*** Begin section ***

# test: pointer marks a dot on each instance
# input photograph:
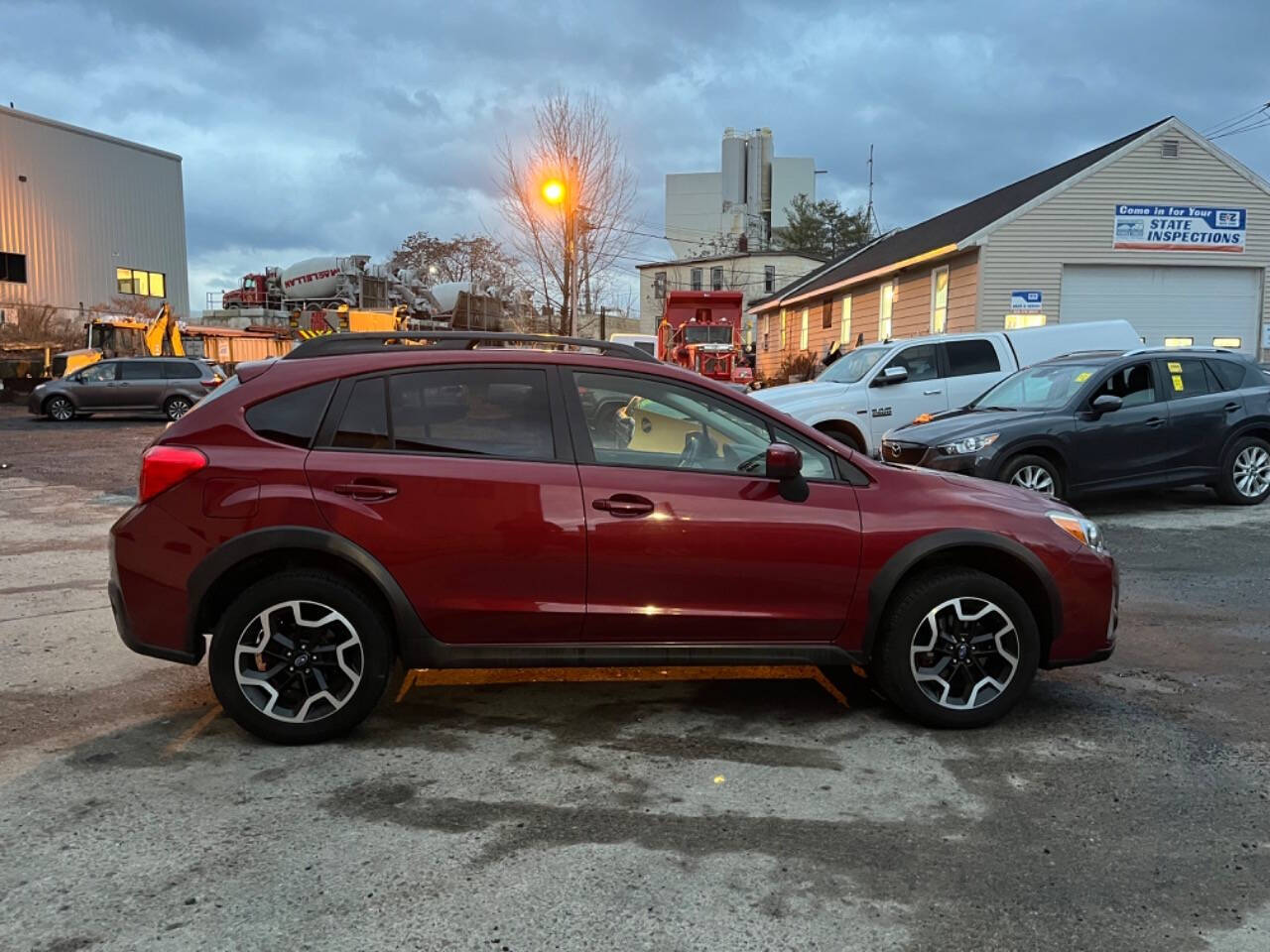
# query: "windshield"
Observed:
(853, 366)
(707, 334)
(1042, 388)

*** End section ***
*** Begin section ***

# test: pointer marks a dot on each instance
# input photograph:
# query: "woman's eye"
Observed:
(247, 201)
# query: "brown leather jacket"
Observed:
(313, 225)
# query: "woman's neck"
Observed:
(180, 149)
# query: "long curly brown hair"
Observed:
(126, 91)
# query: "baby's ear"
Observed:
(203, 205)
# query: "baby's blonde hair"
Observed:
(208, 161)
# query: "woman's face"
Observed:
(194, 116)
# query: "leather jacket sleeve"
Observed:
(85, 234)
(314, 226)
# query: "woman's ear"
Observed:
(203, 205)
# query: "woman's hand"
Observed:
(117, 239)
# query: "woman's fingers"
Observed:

*** End section ***
*** Begin section ***

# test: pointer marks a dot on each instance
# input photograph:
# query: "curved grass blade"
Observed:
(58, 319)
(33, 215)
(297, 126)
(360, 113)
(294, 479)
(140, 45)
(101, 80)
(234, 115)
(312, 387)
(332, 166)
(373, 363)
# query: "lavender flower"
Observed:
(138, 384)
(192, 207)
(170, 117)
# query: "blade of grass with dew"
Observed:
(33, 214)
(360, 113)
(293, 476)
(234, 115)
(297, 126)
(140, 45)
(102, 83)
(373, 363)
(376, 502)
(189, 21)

*** End section ***

Copy all the lines above that hold the string "woman".

__Task solution__.
# query: "woman's eye"
# query: "woman's neck"
# query: "woman's face"
# query: "woman's ear"
# query: "woman's hand"
# query: "woman's fingers"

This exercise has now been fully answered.